> **SET TASK**
Extract the stretch of lines that starts at the line with "goalie mask, each" and ends at the last line of the data below. Give it exactly, without pictures.

> **SUPPLIED MATERIAL**
=======

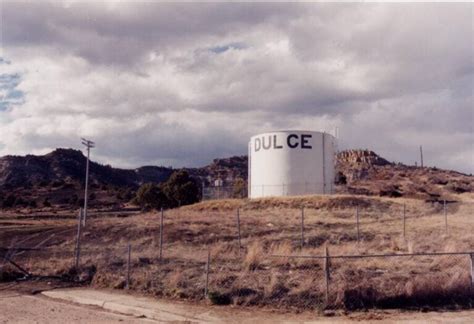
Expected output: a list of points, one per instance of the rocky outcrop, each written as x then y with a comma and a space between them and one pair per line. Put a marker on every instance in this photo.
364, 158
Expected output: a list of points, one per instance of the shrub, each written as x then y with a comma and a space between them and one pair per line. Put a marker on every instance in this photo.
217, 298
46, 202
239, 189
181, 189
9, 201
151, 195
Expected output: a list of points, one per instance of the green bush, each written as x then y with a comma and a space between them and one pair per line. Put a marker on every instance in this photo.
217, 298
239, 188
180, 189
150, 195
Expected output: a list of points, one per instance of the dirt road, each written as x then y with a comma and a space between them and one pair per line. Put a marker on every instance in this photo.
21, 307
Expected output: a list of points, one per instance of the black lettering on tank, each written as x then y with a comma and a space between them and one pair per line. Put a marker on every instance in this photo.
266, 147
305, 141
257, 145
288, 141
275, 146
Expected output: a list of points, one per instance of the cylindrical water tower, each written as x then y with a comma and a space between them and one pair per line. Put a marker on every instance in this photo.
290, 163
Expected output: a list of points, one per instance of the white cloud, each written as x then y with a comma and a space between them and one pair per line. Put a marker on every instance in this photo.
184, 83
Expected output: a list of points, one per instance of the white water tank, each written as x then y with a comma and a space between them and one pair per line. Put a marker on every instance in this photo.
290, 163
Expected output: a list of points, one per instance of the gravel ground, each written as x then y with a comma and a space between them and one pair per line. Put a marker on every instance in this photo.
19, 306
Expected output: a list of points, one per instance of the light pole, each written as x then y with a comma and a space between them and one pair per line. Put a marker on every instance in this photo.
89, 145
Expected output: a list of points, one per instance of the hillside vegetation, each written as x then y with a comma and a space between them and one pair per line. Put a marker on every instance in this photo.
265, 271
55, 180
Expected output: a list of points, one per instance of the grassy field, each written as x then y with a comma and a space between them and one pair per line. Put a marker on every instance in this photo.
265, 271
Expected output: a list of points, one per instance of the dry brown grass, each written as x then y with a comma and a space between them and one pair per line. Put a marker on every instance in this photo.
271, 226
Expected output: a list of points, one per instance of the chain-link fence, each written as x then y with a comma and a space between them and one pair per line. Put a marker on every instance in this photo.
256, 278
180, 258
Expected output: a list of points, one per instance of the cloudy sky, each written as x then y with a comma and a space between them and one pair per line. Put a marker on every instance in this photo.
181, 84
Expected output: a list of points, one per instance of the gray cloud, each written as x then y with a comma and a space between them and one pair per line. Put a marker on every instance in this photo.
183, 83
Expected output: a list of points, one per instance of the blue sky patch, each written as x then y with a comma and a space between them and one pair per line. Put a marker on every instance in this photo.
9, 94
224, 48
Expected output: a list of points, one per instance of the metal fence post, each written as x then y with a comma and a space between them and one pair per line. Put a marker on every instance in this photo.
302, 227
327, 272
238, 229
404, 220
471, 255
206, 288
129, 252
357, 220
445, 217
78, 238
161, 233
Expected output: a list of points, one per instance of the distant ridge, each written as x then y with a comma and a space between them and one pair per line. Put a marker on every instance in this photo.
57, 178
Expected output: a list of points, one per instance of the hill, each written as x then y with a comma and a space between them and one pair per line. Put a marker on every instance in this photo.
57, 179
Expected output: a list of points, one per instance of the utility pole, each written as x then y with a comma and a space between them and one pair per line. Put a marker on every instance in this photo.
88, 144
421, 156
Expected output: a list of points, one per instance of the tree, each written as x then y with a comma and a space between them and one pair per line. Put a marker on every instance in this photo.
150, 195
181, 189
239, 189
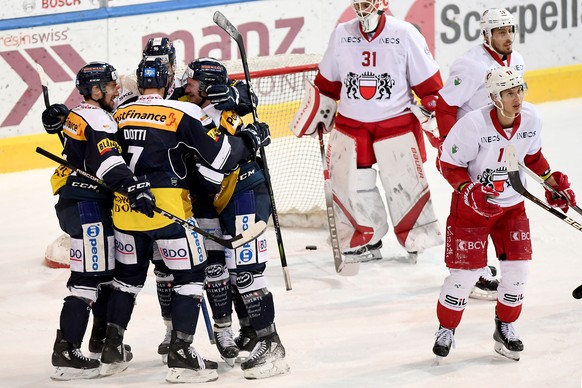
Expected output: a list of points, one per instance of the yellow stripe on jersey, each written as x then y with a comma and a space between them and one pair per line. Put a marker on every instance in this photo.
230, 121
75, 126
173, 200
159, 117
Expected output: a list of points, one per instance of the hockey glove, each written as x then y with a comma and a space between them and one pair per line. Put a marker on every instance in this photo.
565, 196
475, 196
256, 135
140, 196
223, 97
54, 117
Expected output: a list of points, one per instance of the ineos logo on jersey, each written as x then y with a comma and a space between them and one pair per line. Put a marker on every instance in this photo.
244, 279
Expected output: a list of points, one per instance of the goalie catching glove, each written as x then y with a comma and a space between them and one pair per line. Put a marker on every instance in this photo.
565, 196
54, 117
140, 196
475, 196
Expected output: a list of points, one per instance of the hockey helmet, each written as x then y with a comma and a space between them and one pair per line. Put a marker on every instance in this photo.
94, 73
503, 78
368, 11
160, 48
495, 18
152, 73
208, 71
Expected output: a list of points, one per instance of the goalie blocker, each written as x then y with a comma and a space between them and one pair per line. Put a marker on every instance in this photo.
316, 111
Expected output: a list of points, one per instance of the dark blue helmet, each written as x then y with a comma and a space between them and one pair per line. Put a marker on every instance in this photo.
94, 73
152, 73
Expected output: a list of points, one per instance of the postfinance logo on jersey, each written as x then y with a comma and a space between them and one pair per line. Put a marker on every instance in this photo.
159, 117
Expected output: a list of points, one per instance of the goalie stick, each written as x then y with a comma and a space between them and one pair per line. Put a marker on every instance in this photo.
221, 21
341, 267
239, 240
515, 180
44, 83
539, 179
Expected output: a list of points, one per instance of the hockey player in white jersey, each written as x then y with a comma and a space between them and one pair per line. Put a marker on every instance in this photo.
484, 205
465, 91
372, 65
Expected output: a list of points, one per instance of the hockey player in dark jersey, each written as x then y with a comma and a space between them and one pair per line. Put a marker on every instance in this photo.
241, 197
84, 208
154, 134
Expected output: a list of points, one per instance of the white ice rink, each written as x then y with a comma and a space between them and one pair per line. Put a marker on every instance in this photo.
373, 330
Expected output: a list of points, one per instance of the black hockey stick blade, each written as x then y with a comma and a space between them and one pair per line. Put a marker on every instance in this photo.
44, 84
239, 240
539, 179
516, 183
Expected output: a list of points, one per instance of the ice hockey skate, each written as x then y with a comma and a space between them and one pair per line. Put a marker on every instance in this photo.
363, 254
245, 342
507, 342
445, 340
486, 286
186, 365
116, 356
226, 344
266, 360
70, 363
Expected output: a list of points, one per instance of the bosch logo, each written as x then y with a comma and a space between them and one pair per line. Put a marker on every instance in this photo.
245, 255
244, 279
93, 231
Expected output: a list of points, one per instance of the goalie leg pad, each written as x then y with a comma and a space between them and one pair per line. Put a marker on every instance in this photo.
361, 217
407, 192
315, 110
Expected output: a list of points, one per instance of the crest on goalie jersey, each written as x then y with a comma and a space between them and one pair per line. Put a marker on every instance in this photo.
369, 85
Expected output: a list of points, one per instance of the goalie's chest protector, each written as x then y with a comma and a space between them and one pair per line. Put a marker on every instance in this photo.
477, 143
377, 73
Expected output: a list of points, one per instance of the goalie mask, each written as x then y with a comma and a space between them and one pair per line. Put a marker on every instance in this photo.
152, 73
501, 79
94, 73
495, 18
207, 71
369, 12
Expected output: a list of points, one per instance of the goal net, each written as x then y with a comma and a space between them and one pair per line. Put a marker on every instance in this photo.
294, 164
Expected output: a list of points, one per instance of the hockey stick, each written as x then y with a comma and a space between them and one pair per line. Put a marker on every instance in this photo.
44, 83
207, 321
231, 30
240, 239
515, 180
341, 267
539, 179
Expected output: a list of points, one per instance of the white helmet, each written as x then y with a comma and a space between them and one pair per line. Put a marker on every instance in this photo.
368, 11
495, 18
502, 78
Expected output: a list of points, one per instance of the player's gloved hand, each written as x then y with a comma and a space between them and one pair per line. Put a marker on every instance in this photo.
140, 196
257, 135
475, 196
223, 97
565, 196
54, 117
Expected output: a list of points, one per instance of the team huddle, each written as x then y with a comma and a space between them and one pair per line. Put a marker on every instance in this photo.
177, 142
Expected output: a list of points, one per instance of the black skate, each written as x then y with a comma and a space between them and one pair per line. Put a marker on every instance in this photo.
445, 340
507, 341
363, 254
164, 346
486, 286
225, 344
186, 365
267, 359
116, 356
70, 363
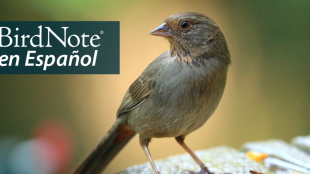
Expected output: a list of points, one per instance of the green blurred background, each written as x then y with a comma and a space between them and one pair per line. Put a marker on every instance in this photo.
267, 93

=======

> **CORRECT OUTPUT**
Expected output: a list of points, one per instance of the goalie mask, each written as x then y with a comma and a space between them and one pair per line. Put a marker on every instance in this photo.
152, 73
501, 79
94, 73
495, 18
207, 71
369, 12
Expected output: a list of points, one per instance of the goal net, each written as x then y with a comma and a space between them and one pair per line. Put a marker on every instance in this photo.
294, 164
Expected output: a list of points, one per instance of the hockey stick, each written as x then y with a comma and a space between them and one pair per line. Put a marker on every instance in this photo.
44, 83
207, 321
231, 30
240, 239
515, 180
341, 267
539, 179
Expected output: a list of points, one per instance of the white helmet, each written as x then y with a comma and a space between them and one pair per line. Put a marker on every instance in this photo.
368, 11
495, 18
502, 78
Expected output: a list of points, one per instance of the player's gloved hand, each written as x then y with a comma and a space between them and one pair per line. Put a marker on every instance in this photo.
140, 196
257, 135
475, 196
223, 97
565, 196
54, 117
Expected output: a list of points, one per instance of the team huddle, each written as x then y with a comma and a space between them and one pair per line. Put a marker on every instance in this photo.
177, 142
Expected output: a list of points, one per instance of the black skate, each written as x then y with a comma and a space between them and one pair per line. Put a marker on every instance in this photo.
445, 340
507, 341
363, 254
164, 346
486, 286
225, 344
186, 365
267, 359
116, 356
70, 363
Expected output: a list of points, one per instance of the green blurred background, each written as x then y with a comma and a space between them and one pair per line. Put a marker on every instance in this photo.
267, 93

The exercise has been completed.